### PROBLEMS AND TASKS
[A] According to the passage on regionalism in Nigeria, in what year was the three-region structure of North, East, and West introduced?
[B] Reproduce everything in the passage on regionalism in Nigeria from "With the meaning" down to "namely ‘statism’ and ‘localism’.".

Sunday, 26 February 2012

The Effects of Regionalism on the History of Identities, Violence, and Stability in Nigeria

Regional cleavages and identities evolved from the structures created and consolidated by the colonialists in the process of state formation in Nigeria. The most fundamental of the cleavages is that between the North and South, these being the initial structures of the colonial state which were administered separately even after the two units were amalgamated in 1914. The other cleavages emerged with the introduction of a three-region structure (North, East, and West) in 1946. A fourth region, Mid-West, was created in 1963, but partly because of its status as home to minorities, the creation did not fundamentally alter the tripartite regional structure existing
before the First Republic was sacked by the military in 1966. The ethnic majority-minority cleavage and the majoritarian basis of politics took roots within these structures. The emergent elite were regionalized from inception, and especially after 1946 when the political space was opened to more Nigerian participation, the majority elite segment deployed strategies of ethnic mobilization and exclusionary politics to establish hegemonic control of the regions.

With the meaning of regionalism reduced to “North for Northerners”, “East for Easterners” and “West for Westerners”, a discriminatory system under which people from other regions living in these areas were deprived of rights and privileges and excluded from the political process has become entrenched. This was how the infamous distinction between indigenes and non-indigenes strengthened. Although the erstwhile regions were abrogated in 1966, they remain crucial political cleavages for reasons which have already been advanced. They also provide the basis for new forms of exclusionary politics that have evolved alongside new political-administrative structures and reinforced discrimination against non-indigenes, namely ‘statism’ and ‘localism’.

### SUPPLIED MATERIAL
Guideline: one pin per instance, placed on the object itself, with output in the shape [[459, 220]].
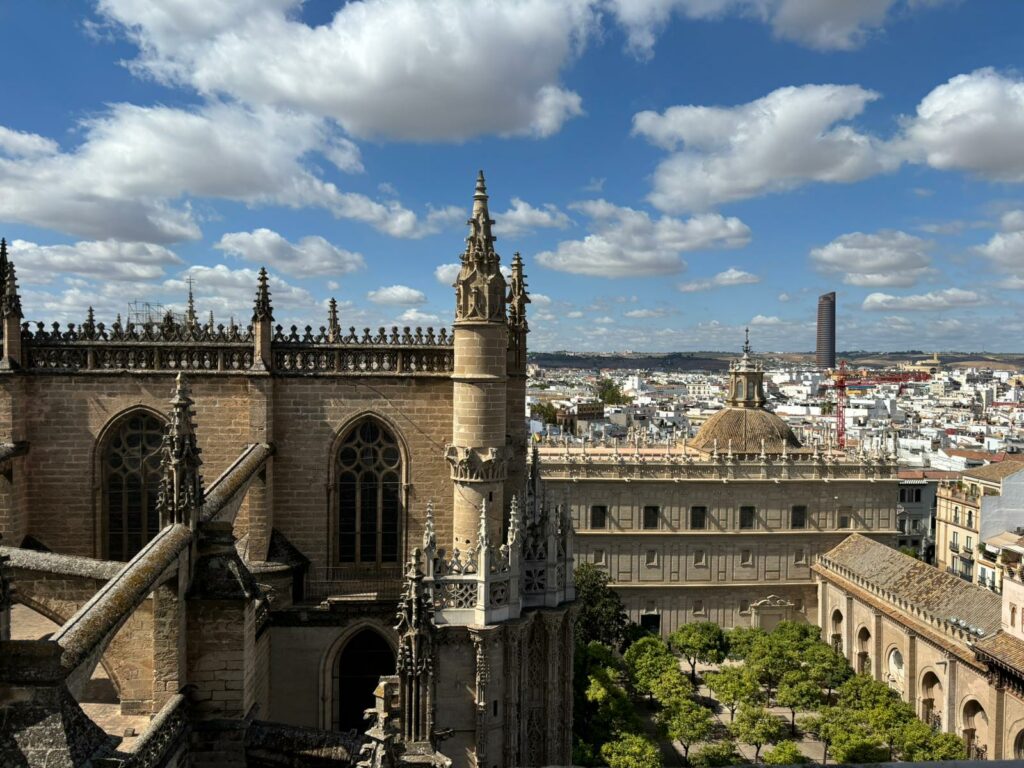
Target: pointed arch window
[[130, 466], [368, 471]]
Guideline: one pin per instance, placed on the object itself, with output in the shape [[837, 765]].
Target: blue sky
[[671, 170]]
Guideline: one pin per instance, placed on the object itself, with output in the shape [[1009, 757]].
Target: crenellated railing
[[173, 346]]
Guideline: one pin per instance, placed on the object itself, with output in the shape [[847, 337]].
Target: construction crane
[[863, 378]]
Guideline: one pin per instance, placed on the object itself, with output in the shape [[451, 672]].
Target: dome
[[745, 427]]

### EXPECTED RESPONSES
[A] 1946

[B]
With the meaning of regionalism reduced to “North for Northerners”, “East for Easterners” and “West for Westerners”, a discriminatory system under which people from other regions living in these areas were deprived of rights and privileges and excluded from the political process has become entrenched. This was how the infamous distinction between indigenes and non-indigenes strengthened. Although the erstwhile regions were abrogated in 1966, they remain crucial political cleavages for reasons which have already been advanced. They also provide the basis for new forms of exclusionary politics that have evolved alongside new political-administrative structures and reinforced discrimination against non-indigenes, namely ‘statism’ and ‘localism’.